» What the task requires
Please produce a character-exact copy of the listing that follows, omitting all images.

» Records provided
····················
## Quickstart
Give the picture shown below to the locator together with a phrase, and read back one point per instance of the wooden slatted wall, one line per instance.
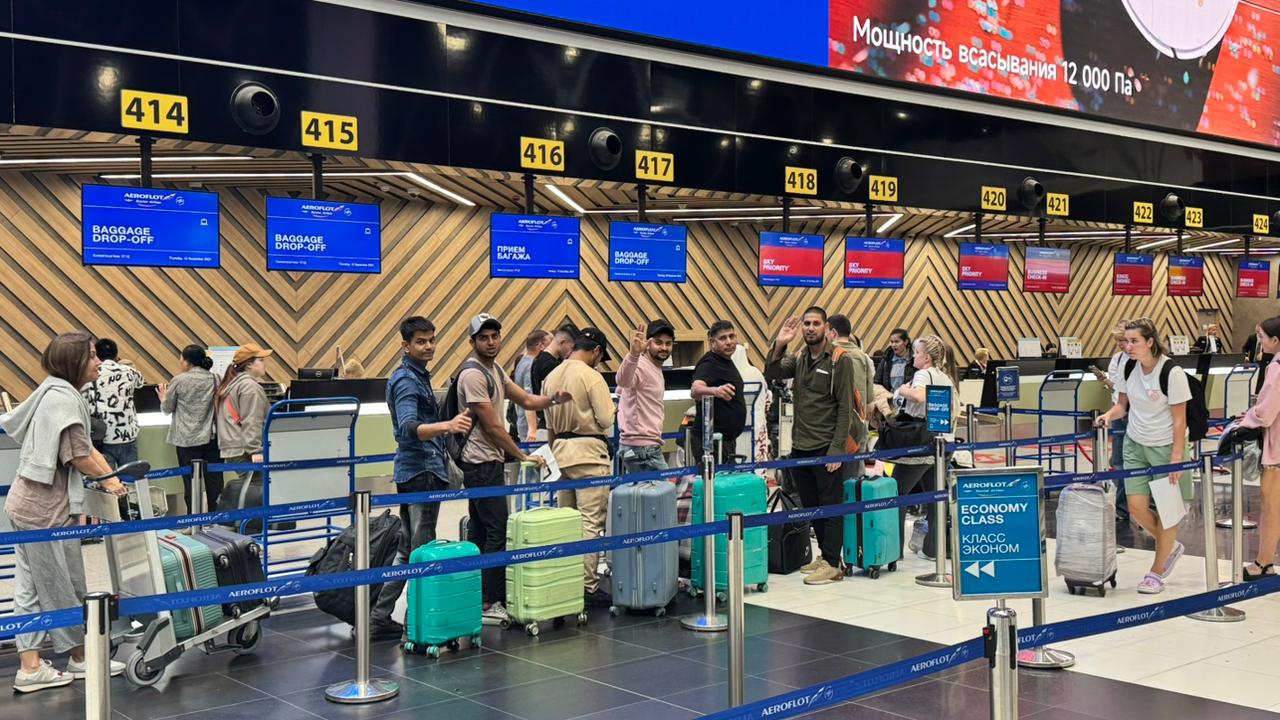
(435, 264)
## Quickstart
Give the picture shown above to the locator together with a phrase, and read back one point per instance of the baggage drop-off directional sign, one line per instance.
(997, 532)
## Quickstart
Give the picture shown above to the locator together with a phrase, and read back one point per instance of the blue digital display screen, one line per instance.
(149, 227)
(534, 246)
(647, 253)
(321, 236)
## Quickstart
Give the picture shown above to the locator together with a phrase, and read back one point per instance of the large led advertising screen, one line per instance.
(1198, 65)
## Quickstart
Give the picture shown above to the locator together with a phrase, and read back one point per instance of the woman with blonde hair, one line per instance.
(1156, 409)
(935, 365)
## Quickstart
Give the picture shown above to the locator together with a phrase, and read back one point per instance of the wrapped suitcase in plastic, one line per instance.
(736, 492)
(645, 577)
(188, 565)
(545, 589)
(237, 560)
(443, 609)
(873, 541)
(1086, 554)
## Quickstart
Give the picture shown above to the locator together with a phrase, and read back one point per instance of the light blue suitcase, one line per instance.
(645, 577)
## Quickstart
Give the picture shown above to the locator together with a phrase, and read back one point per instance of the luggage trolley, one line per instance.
(136, 570)
(1059, 392)
(305, 429)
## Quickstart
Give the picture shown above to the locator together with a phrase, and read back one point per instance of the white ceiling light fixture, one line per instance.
(119, 160)
(563, 196)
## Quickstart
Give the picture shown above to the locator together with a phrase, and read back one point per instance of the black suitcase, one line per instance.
(789, 542)
(238, 561)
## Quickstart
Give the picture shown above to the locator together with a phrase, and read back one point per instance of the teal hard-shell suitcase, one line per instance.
(544, 589)
(443, 609)
(873, 541)
(737, 492)
(188, 565)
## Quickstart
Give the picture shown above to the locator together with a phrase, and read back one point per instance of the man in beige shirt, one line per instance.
(579, 432)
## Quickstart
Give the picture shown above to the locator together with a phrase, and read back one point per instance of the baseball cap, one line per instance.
(248, 351)
(481, 322)
(659, 327)
(597, 337)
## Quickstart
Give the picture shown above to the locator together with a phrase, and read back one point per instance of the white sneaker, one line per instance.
(44, 678)
(496, 615)
(80, 670)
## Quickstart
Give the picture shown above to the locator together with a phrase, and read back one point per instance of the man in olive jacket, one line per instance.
(822, 388)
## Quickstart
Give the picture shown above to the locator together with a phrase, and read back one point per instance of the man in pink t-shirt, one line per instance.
(640, 397)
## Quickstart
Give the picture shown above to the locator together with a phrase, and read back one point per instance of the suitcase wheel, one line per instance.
(140, 673)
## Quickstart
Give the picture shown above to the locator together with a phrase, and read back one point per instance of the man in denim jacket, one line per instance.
(419, 454)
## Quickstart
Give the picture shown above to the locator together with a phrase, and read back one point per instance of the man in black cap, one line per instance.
(579, 433)
(481, 388)
(640, 397)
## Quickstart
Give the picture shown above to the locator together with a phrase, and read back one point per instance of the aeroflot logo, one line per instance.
(1144, 616)
(822, 693)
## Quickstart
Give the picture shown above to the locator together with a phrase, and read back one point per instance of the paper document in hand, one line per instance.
(1169, 501)
(551, 473)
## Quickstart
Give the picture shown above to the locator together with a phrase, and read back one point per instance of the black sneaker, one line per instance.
(387, 630)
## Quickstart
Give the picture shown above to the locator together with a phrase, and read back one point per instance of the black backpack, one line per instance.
(339, 556)
(1197, 410)
(455, 442)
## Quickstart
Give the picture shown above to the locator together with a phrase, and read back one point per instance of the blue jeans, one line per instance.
(639, 459)
(1118, 433)
(120, 454)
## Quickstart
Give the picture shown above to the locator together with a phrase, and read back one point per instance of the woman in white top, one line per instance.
(935, 364)
(1156, 436)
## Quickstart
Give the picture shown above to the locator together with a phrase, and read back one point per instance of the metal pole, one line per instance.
(362, 689)
(736, 611)
(1238, 520)
(1010, 452)
(100, 610)
(938, 578)
(1211, 579)
(1001, 656)
(708, 620)
(197, 487)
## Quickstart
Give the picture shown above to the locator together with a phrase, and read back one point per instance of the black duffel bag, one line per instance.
(789, 542)
(339, 556)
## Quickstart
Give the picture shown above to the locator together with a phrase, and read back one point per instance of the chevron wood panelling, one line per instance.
(435, 263)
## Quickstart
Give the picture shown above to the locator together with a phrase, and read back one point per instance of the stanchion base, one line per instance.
(1219, 615)
(1045, 659)
(705, 623)
(1225, 523)
(351, 692)
(933, 580)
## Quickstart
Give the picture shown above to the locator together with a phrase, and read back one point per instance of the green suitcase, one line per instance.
(544, 589)
(443, 609)
(737, 492)
(188, 565)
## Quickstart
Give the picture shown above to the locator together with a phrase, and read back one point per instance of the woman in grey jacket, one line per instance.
(188, 400)
(53, 428)
(241, 415)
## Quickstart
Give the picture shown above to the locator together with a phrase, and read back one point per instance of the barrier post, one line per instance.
(1001, 636)
(197, 488)
(1238, 520)
(708, 620)
(736, 611)
(938, 578)
(1010, 452)
(100, 610)
(1211, 579)
(362, 689)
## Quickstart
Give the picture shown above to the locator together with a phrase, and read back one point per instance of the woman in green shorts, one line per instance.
(1156, 436)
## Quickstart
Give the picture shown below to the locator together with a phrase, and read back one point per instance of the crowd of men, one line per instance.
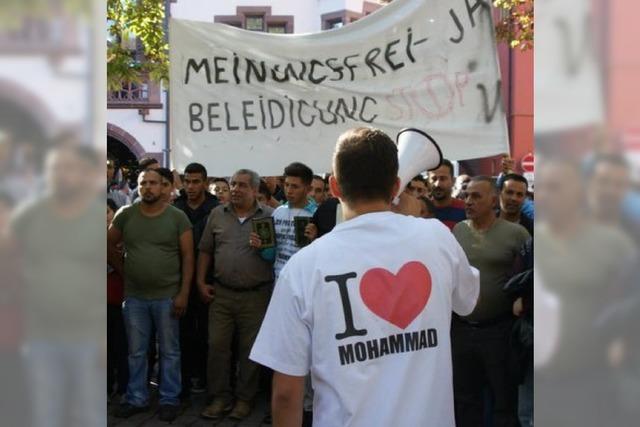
····················
» Your response
## Quickstart
Give the picture shown below to the locator together with a phrase, and read back one point per instance of the wooden slatted wall, one line per instance.
(435, 264)
## Quickstart
Give the picture shown above to the locator together with a phrase, and read back one point per instance of the baggage drop-off directional sign, one line per instance.
(997, 532)
## Quickstart
Give the picture shown above to the locator together with a phrase, and read back one point per instance of the blue digital display screen, one line per instance.
(149, 227)
(534, 246)
(647, 253)
(321, 236)
## Quickstart
Give the picture shown above to the locator together with a phrase, and read back one point per instance of the large led advertising screen, one line per instance.
(1198, 65)
## Quickstart
Give the picture shown above to the locator together with a phrase, and read back one point per instance of the woman with blonde hair, one line per instance.
(1156, 409)
(935, 365)
## Quickstart
Give the picture shown above to the locator together with a phrase, and read back one point per instance of the wrapped suitcase in plastic, one line per instance.
(736, 492)
(645, 577)
(188, 565)
(545, 589)
(237, 560)
(443, 609)
(873, 541)
(1086, 554)
## Quickstart
Give the picture shown above to the locator together with a phrase, and read back one point per instance of the light blue suitcase, one line per instance.
(645, 577)
## Quickstart
Give the picture shown above to the locator together with a phrase, and read back one point per instance of the luggage trolley, one line per instance.
(136, 570)
(1059, 392)
(305, 429)
## Quickstart
Give the picture shown above to the locator together with a phrase, and read back one point per instance of the white ceiling light fixture, one line per instance.
(119, 160)
(563, 196)
## Quickstart
Give the picture shown above to the locator together with a phrase, and read back one point per instance of the black suitcase, one line per instance.
(789, 542)
(238, 561)
## Quickstart
Give the picture shown above to the locator together with a phrase, and read back one point per instance of the teal hard-shell suitcase, one line per instance.
(544, 589)
(443, 609)
(873, 541)
(737, 492)
(188, 565)
## Quickstart
Give the picture shown above to the locator together with a phrase, and read back one point per instance of the man in beige shirt, one line per instance.
(579, 432)
## Quickstart
Give the picture shown above to the locator together with a phrase, and read back one point per instance of the baseball cap, one line per instance.
(248, 351)
(481, 322)
(659, 327)
(597, 337)
## Quickstart
Give the picture shown above to the locator together with a phrase, and read back one point per instance of the white sneaker, one line per instance.
(44, 678)
(496, 615)
(80, 670)
## Quickstart
Give the picture shown above to the locator together with a phrase, and read back one point per instance of the man in olive jacket, one line per instance.
(822, 388)
## Quickstart
Give the picture shown above to the locator together with a phrase, and read back one point per instance of the man in pink t-shirt, one line per instance.
(640, 397)
## Quickstart
Give the picture shown above to the locator together with a phrase, and read back one point per instance of the suitcase wheel, one line per instance.
(140, 673)
## Quickstart
Give the picture shown above to the locator together with a phrase, and read back one point per instance of the man in denim jacket, one line per instance.
(419, 454)
## Quickstart
Give the picture shown above to the locator together with a phrase, and read back one point per instance of the man in black cap, one line per instance.
(579, 433)
(481, 388)
(640, 397)
## Quickstart
Give the picture shown above to the locator together with a phrase, and read back one point per instance of the aeroflot logo, one line per instance.
(1144, 616)
(822, 693)
## Quickstart
Give the picture shown above to the locator together with a phrase, and read back one point per instance of the paper document in hand, one line per instance.
(1169, 501)
(551, 473)
## Quickstart
Give the picture shown above to the locator together with a phrase, and read back one point per instance of the black sneaker, one line per instance.
(387, 630)
## Quickstart
Give the picture shown above to the locator together with a phrase, and read back one point per instance of the black backpack, one line per instance.
(339, 556)
(1197, 410)
(455, 442)
## Quickstart
Give the picture shown above to the locator together with a phrase, and read back one point per instance of the blue jeans, one line per instance.
(639, 459)
(1118, 433)
(120, 454)
## Quickstart
Give the picture shown above to the locator together with a phrase, and read back one point per instance of the woman in white top, one line per instance.
(935, 364)
(1156, 436)
## Quickstart
Give the picture shown above to the locator together with a phrase, and read back one point per instance of the metal pole, one line per instance.
(362, 689)
(736, 611)
(1238, 520)
(1010, 452)
(100, 610)
(938, 578)
(1211, 579)
(1001, 656)
(708, 620)
(197, 487)
## Quickstart
Give the picture shown above to the locator together with a phrase, and read back one point per instance of the black duffel bag, one line per instance.
(789, 542)
(339, 556)
## Quickstart
Give the picture shown above to the locator together with a phrase, and read back one point per instance of the chevron wood panelling, one line per instance.
(435, 263)
## Quickstart
Give the picture shown above to the locator together with a phrase, and read back one point per instance of the stanchion base, one line per instance.
(1219, 615)
(1045, 659)
(705, 623)
(1225, 523)
(351, 692)
(933, 580)
## Quickstart
Give the picture shown above to the locator together with a phrase, and read back one point per instance of the green suitcase, one line per instance.
(544, 589)
(443, 609)
(737, 492)
(188, 565)
## Quickstart
Give the picture shown above to the locator together with a phrase, and read back one point per instance of the woman in grey jacket, one line per instance.
(188, 400)
(53, 428)
(241, 415)
## Quickstart
Give the picture shown above to the locator together with a phrase, and read back one point per instance of the barrier post, one line per instance.
(1001, 636)
(197, 488)
(1238, 520)
(708, 620)
(736, 611)
(938, 578)
(1010, 452)
(100, 610)
(1211, 579)
(362, 689)
## Quickstart
Give the picture shown above to the locator together with a phrase, and read back one point per instance of the woman in green shorts, one line per instance.
(1156, 436)
## Quickstart
Give the picture shown below to the locator together with a phrase, and read back one point per instance of the crowd of men, one line per instance.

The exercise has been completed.